> [TASK BRIEF]:
Please rewrite the data below, replacing every "silver" with "brass" and leaving everything else unchanged. Omit the pictures from your version.
· · · · · · ·
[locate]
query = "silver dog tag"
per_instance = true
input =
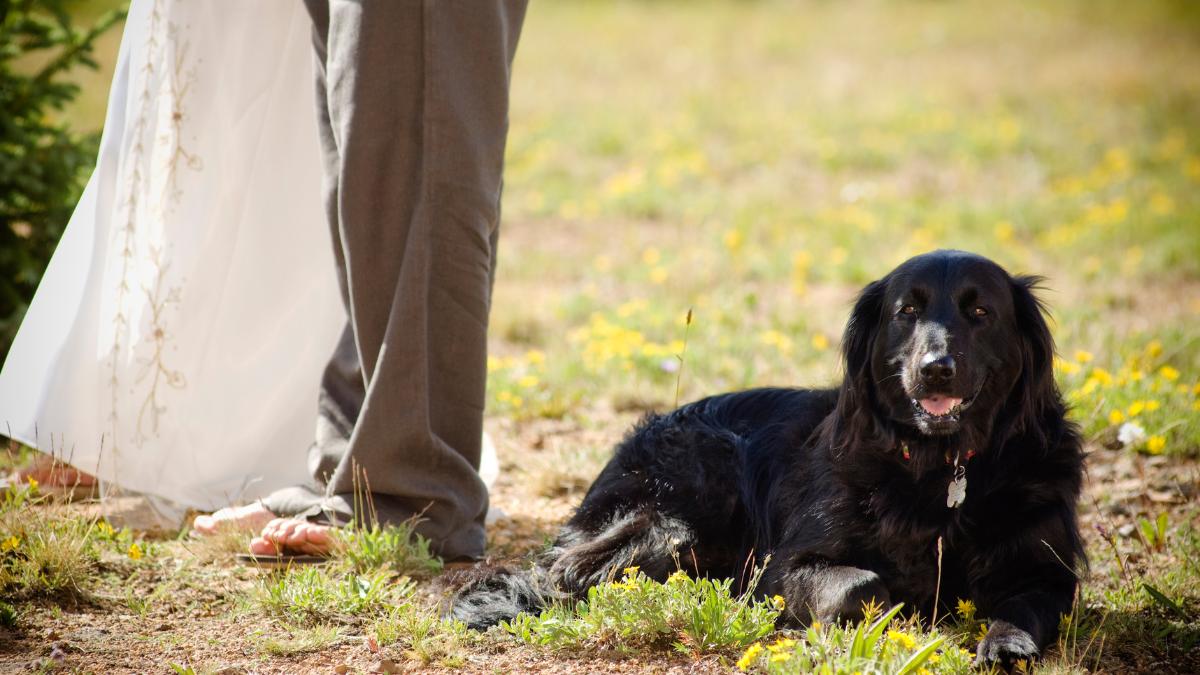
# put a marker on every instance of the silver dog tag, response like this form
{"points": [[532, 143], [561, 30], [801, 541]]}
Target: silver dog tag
{"points": [[957, 493]]}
· · · · · · ·
> [EXPECTED ANSWER]:
[locate]
query = "brass dog tag"
per_instance = true
input =
# put a marker on every instance of the brass dog tag, response like this form
{"points": [[532, 143], [561, 30], [801, 541]]}
Target: brass dog tag
{"points": [[957, 493]]}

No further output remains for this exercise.